*EXERCISE AIM*.
Without including any images, reproduce each entry exactly.

*AVAILABLE DATA*.
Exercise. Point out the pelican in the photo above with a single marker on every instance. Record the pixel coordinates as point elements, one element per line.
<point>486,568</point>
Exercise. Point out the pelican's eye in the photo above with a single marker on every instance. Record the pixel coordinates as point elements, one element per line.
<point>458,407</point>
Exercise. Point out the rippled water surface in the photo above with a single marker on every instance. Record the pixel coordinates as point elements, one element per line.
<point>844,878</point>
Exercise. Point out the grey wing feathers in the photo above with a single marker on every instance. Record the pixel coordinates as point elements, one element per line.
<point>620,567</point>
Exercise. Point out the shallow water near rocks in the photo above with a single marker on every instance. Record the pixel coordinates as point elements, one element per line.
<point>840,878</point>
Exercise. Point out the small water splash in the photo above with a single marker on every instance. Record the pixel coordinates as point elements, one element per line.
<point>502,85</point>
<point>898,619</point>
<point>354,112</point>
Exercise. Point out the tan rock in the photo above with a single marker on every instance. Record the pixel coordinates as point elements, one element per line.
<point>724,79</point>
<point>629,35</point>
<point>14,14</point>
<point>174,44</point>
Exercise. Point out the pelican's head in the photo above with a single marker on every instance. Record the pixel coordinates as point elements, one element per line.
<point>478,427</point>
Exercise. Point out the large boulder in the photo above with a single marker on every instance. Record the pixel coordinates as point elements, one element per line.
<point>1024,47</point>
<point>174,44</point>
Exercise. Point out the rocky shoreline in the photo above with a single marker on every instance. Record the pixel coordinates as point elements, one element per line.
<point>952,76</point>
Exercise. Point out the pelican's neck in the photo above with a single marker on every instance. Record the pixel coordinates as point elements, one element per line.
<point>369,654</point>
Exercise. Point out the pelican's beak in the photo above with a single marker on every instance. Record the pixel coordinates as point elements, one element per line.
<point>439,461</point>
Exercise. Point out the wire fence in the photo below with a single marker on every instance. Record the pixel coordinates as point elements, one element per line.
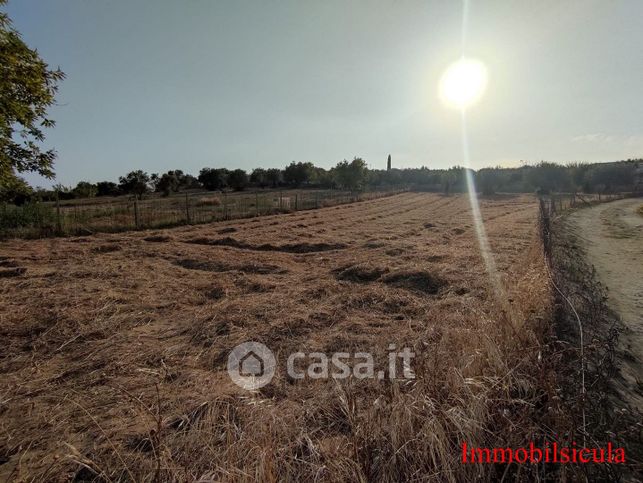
<point>82,217</point>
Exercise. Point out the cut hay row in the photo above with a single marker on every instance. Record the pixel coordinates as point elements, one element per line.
<point>115,346</point>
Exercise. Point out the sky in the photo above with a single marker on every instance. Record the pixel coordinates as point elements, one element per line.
<point>183,84</point>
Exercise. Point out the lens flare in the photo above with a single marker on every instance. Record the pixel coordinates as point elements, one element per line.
<point>463,83</point>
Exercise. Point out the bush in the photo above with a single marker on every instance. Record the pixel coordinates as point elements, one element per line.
<point>28,215</point>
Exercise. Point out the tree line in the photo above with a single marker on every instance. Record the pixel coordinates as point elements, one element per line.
<point>543,177</point>
<point>28,87</point>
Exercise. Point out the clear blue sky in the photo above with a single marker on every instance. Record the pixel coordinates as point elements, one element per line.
<point>162,84</point>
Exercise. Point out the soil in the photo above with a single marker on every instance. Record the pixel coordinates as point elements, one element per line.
<point>612,236</point>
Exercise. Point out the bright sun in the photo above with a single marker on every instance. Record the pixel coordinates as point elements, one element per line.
<point>463,83</point>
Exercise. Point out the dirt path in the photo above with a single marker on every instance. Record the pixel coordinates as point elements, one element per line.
<point>613,237</point>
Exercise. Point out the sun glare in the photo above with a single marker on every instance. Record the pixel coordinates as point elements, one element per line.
<point>463,83</point>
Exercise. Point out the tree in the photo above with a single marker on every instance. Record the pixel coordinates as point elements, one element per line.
<point>273,176</point>
<point>168,183</point>
<point>15,190</point>
<point>135,183</point>
<point>488,180</point>
<point>297,174</point>
<point>213,179</point>
<point>85,189</point>
<point>107,188</point>
<point>259,177</point>
<point>238,179</point>
<point>546,177</point>
<point>27,89</point>
<point>351,175</point>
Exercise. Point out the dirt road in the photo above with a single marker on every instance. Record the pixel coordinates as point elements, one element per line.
<point>613,237</point>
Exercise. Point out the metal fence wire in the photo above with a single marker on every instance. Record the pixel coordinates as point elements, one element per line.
<point>86,216</point>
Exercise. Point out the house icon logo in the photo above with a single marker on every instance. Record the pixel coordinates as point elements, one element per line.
<point>251,365</point>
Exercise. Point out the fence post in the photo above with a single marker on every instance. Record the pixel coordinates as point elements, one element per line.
<point>59,226</point>
<point>136,219</point>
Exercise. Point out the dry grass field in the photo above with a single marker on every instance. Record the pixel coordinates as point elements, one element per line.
<point>113,363</point>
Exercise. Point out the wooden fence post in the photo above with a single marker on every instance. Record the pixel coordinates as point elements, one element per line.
<point>187,208</point>
<point>59,226</point>
<point>136,218</point>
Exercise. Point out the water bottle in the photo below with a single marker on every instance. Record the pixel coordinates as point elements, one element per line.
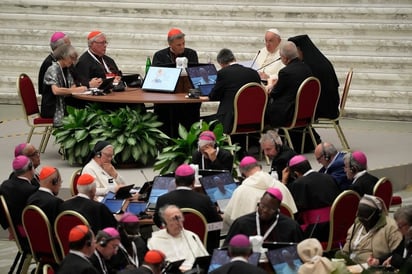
<point>148,64</point>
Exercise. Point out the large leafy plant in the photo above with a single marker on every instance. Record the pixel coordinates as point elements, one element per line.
<point>133,133</point>
<point>181,149</point>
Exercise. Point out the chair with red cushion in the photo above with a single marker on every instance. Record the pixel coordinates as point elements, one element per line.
<point>249,111</point>
<point>195,222</point>
<point>334,123</point>
<point>305,107</point>
<point>31,110</point>
<point>383,190</point>
<point>73,181</point>
<point>64,222</point>
<point>342,216</point>
<point>40,235</point>
<point>23,256</point>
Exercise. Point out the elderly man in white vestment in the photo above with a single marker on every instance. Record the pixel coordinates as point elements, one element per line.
<point>176,242</point>
<point>245,198</point>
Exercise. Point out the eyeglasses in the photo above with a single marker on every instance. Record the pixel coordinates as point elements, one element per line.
<point>102,42</point>
<point>35,153</point>
<point>264,207</point>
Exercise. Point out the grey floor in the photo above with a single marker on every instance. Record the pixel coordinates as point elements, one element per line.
<point>388,145</point>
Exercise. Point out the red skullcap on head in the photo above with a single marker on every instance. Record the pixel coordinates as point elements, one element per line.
<point>275,192</point>
<point>173,32</point>
<point>207,136</point>
<point>248,160</point>
<point>184,170</point>
<point>129,218</point>
<point>93,34</point>
<point>85,179</point>
<point>239,240</point>
<point>20,162</point>
<point>18,150</point>
<point>46,172</point>
<point>78,232</point>
<point>57,36</point>
<point>154,257</point>
<point>112,232</point>
<point>297,160</point>
<point>360,157</point>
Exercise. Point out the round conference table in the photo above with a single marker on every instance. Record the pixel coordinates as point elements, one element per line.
<point>137,95</point>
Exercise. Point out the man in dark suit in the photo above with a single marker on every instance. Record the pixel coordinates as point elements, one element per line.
<point>332,163</point>
<point>46,198</point>
<point>97,214</point>
<point>355,168</point>
<point>185,197</point>
<point>282,98</point>
<point>239,251</point>
<point>17,190</point>
<point>229,80</point>
<point>82,245</point>
<point>314,194</point>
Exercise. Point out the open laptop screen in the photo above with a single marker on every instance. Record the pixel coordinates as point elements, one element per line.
<point>220,257</point>
<point>219,187</point>
<point>161,79</point>
<point>284,259</point>
<point>203,77</point>
<point>161,185</point>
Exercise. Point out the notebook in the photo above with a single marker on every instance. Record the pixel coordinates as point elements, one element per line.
<point>203,77</point>
<point>219,187</point>
<point>220,257</point>
<point>284,259</point>
<point>161,79</point>
<point>161,185</point>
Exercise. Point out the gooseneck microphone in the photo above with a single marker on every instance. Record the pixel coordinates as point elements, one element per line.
<point>254,60</point>
<point>262,67</point>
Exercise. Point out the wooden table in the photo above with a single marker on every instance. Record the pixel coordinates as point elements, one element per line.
<point>137,96</point>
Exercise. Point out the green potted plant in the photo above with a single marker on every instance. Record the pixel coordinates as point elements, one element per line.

*ANSWER SECTION*.
Exercise. Point out the pelican in the photo above with a single marker on every instance. Record the pixel coordinates as point elements, one element per line.
<point>486,568</point>
Exercise. Point out the pelican's eye in the photo above with a single marker on every instance. Record the pixel coordinates as point elements, one element per line.
<point>458,407</point>
Exercise. Point out the rippled water surface in the photo above with a single marker on every instance. Record the pixel coordinates as point elements, one element per line.
<point>844,878</point>
Exercise. Point out the grey wing feathers in the photo above with a single marker on every instance. Record the pixel coordinates as point elements, one element per line.
<point>620,567</point>
Exercise. Point out the shallow water near rocks in the photo above with a single marker on every instance. Record the pixel coordinates as point elements, one element per line.
<point>840,878</point>
Exercise. Point out the small water splash in the photo above with a single marker on every instance. Record the pixel coordinates as point elements, one element per line.
<point>502,85</point>
<point>898,619</point>
<point>354,112</point>
Exercise. Point out the tan rock in the photo above with a single marker on every instance. Record the pixel coordinates as point elements, one element per line.
<point>724,79</point>
<point>629,35</point>
<point>14,14</point>
<point>174,44</point>
Exercise. Point out the pelican's head in the photo above with a single marker on every instance. Record the pixel coordinates as point elements, one element per line.
<point>478,427</point>
Exercise. Point out the large boulder in the photo above with a single marker on every instance. Record the pixel coordinates as point elements, one element per line.
<point>1024,47</point>
<point>174,44</point>
Exercise. Point out the rocky shoreline in the photo above with a single marker on every instance. Record the pixel coordinates as point elements, one element per line.
<point>952,76</point>
Exercise. Point out the pelican's neck in the photo above with a single marker on every instance. Record the pixel coordinates as point elements, one element per line.
<point>369,654</point>
Exercise. Point out the pelican's beak in the photo above with a single marker on every instance. Record the pixel coordinates as point elements, one element per line.
<point>439,461</point>
Exercise. Point out the wire fence in the photo below with a single marker on every instance. Record the pixel coordinates as point elements, one element per line.
<point>82,217</point>
Exercise. Point out the cut hay row in the photo above with a single marker on every instance. Record the pixel coordinates as point elements, one element per line.
<point>115,346</point>
Exercise. Point out the sky in the photo above with a single marker on every instance. Record the pixel coordinates as point elements, one element per line.
<point>183,84</point>
Exercise. Point out the lens flare in the photo above with a single marker on every instance. Record the pixel coordinates as point elements, one element per line.
<point>463,83</point>
Exercise. Point out the bush in the photo above with a single marker on every instance. Record the pixel coordinates as point elements, one element per line.
<point>28,215</point>
Exercise. Point out the tree line in the photo above with a single marker on every instance. Record the pixel coordinates as point elements, one element per line.
<point>543,177</point>
<point>28,87</point>
Exercise. Point out the clear blue sky in the photo above with a single marker on every instance. Record the pixel coordinates as point elements, one element per line.
<point>162,84</point>
Exercise. Point out the soil in the photo above with a single marker on every instance. Record the pixel coordinates as point elements, one element per line.
<point>612,236</point>
Exercise. Point out the bright sun in the photo above with a single marker on every instance. Record the pixel coordinates as point elements, one element per line.
<point>463,83</point>
Exercise. Point out the dirt path in the photo above with a single marker on every instance. Record the pixel coordinates as point elements, one element per line.
<point>613,237</point>
Exercise. Point out the sun glare in the photo above with a single marker on every instance. Record the pixel coordinates as point elements, one element per line.
<point>463,83</point>
Exercise. Point out the tree in the photo above with a single marker on every instance. Record the pixel coordinates as point elements, one element per line.
<point>273,176</point>
<point>168,183</point>
<point>15,190</point>
<point>135,183</point>
<point>488,180</point>
<point>297,174</point>
<point>213,179</point>
<point>85,189</point>
<point>107,188</point>
<point>259,177</point>
<point>238,179</point>
<point>546,177</point>
<point>27,89</point>
<point>351,175</point>
Exercise. Point out the dirt road in the photo above with a single marker on every instance. Record the pixel coordinates as point elements, one element per line.
<point>613,237</point>
Exercise. Point out the metal fence wire in the photo above with a single marker on every instance. Record the pixel coordinates as point elements, one element per line.
<point>86,216</point>
Exercise. Point out the house icon logo in the photo above with a single marker on every instance. Record the pixel coordinates as point elements, one element per line.
<point>251,365</point>
Exercise. Point out the fence post in the photo above with a single marker on every instance. Record the pixel coordinates as point elements, one element per line.
<point>59,226</point>
<point>136,219</point>
Exercise. Point out the dry grass field in the photo above with a single marker on every instance. Record the pixel coordinates as point elements, one element per line.
<point>113,363</point>
Exercise. Point out the wooden fence post in the photo above with a single marker on every instance. Record the pixel coordinates as point elements, one element per line.
<point>187,208</point>
<point>59,226</point>
<point>136,218</point>
Exercise. Point out the water bottle in the photo below with a single marker on every instance. Record the pixel coordinates as point elements, one element per line.
<point>148,64</point>
Exercise. Point out the large leafy plant in the photo above with a single marker on every instance. Record the pixel coordinates as point elements, one element per line.
<point>133,133</point>
<point>181,149</point>
Exercise. Point out the chair with red cushion in the photo above with a single marker on every instance. Record the pixel coordinates as point elements, one element per line.
<point>249,111</point>
<point>195,222</point>
<point>334,123</point>
<point>305,107</point>
<point>31,110</point>
<point>383,190</point>
<point>73,181</point>
<point>64,222</point>
<point>342,216</point>
<point>40,235</point>
<point>23,256</point>
Exercise. Point out the elderly man in white vestment in the photo above with a single marker on every instance. Record the pixel coordinates as point elements, one element per line.
<point>176,242</point>
<point>245,198</point>
Exercise. Point out the eyeglasses in the photo above with a single marker on every instance. Record the pixel coordinates as point elements, one element per line.
<point>102,42</point>
<point>35,153</point>
<point>264,207</point>
Exercise. Point out the grey floor in the photo above with a single marker on every instance. Record the pixel coordinates as point elements, one element per line.
<point>388,145</point>
Exercise. Point out the red skullcap on head in the photo above with a single marker on every instance. Record the pixel coordinates as point elements, one element per line.
<point>275,192</point>
<point>173,32</point>
<point>207,136</point>
<point>248,160</point>
<point>184,170</point>
<point>129,218</point>
<point>93,34</point>
<point>85,179</point>
<point>239,240</point>
<point>20,162</point>
<point>18,150</point>
<point>46,172</point>
<point>78,232</point>
<point>57,36</point>
<point>154,257</point>
<point>112,232</point>
<point>297,160</point>
<point>360,157</point>
Exercise. Point out the round conference table in the photo above with a single marker on every instance. Record the pixel coordinates as point elements, one element per line.
<point>137,95</point>
Exercise. Point out the man in dark suit in the photo above with a single marker on every instance. Record the pixel coordinates as point elements, one element per line.
<point>332,163</point>
<point>46,198</point>
<point>97,214</point>
<point>355,168</point>
<point>185,197</point>
<point>282,98</point>
<point>239,251</point>
<point>17,190</point>
<point>229,80</point>
<point>82,245</point>
<point>314,194</point>
Exercise. Point out the open laptop screen in the photo above with a single marker on every instance. Record the pixel coordinates as point elements, one element per line.
<point>220,257</point>
<point>219,187</point>
<point>161,79</point>
<point>284,259</point>
<point>203,77</point>
<point>161,185</point>
Exercise. Point out the notebook in the photo above with a single marker on every instance. Record the pixel coordinates as point elements, one element per line.
<point>203,77</point>
<point>219,187</point>
<point>220,257</point>
<point>284,259</point>
<point>161,79</point>
<point>161,185</point>
Exercise. Point out the gooseneck microphone in the photo above with a single marker on every instance. Record the pixel coordinates as point elements, one element per line.
<point>254,60</point>
<point>262,67</point>
Exercise. Point out the wooden table in the photo above with a single marker on every instance. Record the pixel coordinates as point elements, one element per line.
<point>137,96</point>
Exercise. Point out the green potted plant in the photo above with a single marker on every instance. Record the pixel coordinates as point elements, one element per line.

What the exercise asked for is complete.